Select and copy each line of the records that contains the word "floor". Case counts.

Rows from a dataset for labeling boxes
▬▬▬

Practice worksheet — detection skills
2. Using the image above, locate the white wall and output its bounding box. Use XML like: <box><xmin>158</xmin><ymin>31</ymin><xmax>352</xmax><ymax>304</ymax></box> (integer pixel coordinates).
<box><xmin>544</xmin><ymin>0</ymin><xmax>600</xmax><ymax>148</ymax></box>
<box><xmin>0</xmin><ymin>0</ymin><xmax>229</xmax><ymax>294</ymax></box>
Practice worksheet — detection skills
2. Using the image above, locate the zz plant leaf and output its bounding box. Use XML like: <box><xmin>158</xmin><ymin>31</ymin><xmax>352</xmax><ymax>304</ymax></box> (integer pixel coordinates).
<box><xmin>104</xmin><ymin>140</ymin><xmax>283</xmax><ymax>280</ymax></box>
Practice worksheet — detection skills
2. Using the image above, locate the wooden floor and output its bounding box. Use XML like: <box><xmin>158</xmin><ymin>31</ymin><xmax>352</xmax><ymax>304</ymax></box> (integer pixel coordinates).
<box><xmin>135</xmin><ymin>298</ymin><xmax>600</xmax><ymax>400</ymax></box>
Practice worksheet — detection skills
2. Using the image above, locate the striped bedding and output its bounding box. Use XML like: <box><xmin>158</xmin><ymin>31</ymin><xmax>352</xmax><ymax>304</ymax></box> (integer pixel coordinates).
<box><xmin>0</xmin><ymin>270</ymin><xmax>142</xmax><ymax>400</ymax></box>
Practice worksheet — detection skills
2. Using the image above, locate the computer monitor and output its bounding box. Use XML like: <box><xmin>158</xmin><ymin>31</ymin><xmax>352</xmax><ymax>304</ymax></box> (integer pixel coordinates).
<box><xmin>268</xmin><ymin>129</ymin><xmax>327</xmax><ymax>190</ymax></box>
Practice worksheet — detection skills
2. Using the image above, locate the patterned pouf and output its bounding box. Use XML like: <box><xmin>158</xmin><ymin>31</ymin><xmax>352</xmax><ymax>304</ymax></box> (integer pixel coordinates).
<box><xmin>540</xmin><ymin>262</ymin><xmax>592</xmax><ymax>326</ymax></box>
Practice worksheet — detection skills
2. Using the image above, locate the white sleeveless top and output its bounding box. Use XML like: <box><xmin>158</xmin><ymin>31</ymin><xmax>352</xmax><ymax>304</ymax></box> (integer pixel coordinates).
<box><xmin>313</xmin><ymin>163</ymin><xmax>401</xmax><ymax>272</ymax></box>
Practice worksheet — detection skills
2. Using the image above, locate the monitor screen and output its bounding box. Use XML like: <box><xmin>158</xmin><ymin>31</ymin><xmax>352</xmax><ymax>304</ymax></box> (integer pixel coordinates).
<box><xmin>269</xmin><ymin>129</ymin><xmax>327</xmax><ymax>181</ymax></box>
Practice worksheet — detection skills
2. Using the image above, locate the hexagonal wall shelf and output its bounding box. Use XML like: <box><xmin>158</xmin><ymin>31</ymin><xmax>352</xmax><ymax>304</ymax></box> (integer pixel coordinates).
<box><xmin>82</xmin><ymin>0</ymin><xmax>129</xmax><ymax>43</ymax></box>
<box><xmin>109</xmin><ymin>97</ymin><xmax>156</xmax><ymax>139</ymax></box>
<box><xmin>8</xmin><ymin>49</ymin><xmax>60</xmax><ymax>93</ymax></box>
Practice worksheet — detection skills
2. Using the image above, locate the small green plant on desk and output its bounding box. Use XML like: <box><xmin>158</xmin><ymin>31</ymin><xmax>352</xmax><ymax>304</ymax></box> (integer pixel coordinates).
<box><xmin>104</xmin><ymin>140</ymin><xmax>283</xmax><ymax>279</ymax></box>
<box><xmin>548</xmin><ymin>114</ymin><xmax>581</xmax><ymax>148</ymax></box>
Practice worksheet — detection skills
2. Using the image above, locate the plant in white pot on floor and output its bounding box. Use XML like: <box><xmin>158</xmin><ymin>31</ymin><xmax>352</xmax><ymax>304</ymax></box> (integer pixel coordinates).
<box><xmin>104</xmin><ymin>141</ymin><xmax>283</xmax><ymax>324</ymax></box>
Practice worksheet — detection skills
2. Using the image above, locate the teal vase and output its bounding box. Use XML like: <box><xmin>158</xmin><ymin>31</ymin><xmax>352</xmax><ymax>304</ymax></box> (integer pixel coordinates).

▬▬▬

# TASK RESPONSE:
2. Using the image above, locate the wooden floor and output its bounding box. Use XML like: <box><xmin>158</xmin><ymin>31</ymin><xmax>352</xmax><ymax>304</ymax></box> (integer pixel coordinates).
2. Using the image above, locate the plant in white pot on floor and output its bounding box. Use XML like: <box><xmin>158</xmin><ymin>31</ymin><xmax>352</xmax><ymax>304</ymax></box> (integer pixel coordinates).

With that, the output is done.